** start **

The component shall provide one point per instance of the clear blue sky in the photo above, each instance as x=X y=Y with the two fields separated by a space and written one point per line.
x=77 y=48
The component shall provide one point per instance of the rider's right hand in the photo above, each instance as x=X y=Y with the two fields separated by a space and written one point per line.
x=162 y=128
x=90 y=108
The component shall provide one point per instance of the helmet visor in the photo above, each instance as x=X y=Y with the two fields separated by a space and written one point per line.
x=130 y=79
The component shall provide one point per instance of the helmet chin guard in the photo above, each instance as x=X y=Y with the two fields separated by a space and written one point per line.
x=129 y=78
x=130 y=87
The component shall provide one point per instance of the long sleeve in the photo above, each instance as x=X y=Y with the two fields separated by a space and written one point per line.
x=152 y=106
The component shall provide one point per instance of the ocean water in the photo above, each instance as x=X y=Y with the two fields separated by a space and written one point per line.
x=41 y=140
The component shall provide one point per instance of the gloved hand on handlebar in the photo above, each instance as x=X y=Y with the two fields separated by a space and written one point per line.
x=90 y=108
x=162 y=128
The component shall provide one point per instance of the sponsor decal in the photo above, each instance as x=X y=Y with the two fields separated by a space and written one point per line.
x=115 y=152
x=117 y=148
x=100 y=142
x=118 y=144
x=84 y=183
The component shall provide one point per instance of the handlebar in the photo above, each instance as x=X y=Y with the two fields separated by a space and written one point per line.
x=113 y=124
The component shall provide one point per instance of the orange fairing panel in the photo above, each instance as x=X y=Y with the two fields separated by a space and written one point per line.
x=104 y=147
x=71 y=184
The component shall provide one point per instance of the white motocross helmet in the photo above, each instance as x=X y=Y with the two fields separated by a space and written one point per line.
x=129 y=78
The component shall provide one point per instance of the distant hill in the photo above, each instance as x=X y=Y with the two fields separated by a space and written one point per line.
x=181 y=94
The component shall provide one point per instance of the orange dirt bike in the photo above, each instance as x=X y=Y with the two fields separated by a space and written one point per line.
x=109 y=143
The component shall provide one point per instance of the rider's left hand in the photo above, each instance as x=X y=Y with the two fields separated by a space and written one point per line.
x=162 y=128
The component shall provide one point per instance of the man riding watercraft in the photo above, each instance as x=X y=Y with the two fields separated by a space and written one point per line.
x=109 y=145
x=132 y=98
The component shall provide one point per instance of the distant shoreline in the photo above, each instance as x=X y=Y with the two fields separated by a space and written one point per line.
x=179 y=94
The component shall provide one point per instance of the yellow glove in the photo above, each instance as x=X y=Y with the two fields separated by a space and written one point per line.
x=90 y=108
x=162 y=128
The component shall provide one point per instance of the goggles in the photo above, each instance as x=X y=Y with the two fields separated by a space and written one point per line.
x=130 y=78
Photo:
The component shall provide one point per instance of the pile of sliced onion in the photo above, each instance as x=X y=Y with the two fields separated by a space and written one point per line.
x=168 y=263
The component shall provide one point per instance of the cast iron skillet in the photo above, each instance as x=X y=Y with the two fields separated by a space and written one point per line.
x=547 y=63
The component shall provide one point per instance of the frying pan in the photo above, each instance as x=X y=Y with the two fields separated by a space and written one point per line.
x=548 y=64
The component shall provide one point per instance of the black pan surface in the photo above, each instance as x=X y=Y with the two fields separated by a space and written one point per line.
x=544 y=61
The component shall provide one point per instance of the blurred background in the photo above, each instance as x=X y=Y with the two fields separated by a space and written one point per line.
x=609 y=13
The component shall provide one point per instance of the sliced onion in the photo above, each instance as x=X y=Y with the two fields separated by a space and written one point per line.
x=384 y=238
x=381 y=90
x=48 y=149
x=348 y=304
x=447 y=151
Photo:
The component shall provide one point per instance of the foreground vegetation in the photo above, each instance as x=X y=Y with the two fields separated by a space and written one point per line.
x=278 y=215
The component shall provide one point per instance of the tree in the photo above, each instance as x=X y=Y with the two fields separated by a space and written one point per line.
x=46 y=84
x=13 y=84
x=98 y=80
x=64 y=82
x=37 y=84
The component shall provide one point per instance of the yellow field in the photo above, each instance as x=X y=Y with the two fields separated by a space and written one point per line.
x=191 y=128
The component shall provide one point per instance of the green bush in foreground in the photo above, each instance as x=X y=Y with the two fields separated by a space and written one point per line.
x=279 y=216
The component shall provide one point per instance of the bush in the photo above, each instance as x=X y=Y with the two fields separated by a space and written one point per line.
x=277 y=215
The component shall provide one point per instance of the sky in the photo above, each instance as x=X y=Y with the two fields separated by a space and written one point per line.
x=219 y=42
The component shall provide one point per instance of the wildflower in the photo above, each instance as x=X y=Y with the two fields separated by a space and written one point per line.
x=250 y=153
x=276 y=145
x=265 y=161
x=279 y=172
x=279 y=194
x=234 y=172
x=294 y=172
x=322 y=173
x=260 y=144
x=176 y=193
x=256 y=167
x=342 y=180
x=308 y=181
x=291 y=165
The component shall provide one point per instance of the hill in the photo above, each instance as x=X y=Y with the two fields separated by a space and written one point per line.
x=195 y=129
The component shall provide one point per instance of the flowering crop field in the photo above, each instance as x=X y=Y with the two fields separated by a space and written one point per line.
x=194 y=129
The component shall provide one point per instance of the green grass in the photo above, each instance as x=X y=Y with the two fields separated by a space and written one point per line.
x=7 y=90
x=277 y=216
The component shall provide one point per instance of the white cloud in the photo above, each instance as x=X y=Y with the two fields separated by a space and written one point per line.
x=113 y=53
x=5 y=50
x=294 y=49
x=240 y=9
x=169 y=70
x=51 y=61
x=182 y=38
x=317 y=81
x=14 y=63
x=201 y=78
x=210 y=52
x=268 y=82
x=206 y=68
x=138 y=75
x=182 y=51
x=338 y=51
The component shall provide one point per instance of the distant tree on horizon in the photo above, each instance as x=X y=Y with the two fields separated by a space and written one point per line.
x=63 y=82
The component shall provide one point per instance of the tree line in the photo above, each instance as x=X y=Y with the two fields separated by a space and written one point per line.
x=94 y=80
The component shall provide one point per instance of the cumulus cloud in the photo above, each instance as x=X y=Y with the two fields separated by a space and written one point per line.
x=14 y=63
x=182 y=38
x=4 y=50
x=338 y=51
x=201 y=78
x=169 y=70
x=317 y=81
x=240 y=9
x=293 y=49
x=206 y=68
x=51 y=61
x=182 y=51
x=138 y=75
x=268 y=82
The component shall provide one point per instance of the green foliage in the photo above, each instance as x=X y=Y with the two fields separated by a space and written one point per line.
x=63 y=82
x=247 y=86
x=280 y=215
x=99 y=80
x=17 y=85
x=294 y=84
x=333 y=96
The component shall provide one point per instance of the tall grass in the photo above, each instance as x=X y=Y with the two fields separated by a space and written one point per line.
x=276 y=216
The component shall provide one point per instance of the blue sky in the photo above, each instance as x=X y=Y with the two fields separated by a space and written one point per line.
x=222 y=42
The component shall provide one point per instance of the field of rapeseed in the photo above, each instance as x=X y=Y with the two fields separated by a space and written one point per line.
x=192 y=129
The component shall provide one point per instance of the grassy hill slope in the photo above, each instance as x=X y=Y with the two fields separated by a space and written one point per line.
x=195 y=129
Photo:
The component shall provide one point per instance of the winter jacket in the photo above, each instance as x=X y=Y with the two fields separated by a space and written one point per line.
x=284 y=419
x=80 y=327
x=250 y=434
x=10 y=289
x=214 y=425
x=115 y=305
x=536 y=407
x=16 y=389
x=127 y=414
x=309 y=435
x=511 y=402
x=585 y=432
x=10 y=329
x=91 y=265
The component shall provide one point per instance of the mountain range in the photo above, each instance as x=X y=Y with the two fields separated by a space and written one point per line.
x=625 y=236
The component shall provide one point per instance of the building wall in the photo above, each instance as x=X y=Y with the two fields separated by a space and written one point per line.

** end **

Output the rows as a JSON list of strings, one string per line and no blank lines. Begin at the row that contains "the orange dirt" and stop after the row that contains "x=109 y=143".

(Full answer)
[
  "The component shall provide one point per instance of the orange dirt bike in the photo above, each instance as x=X y=Y with the two fields separated by a space and written one point per line.",
  "x=109 y=143"
]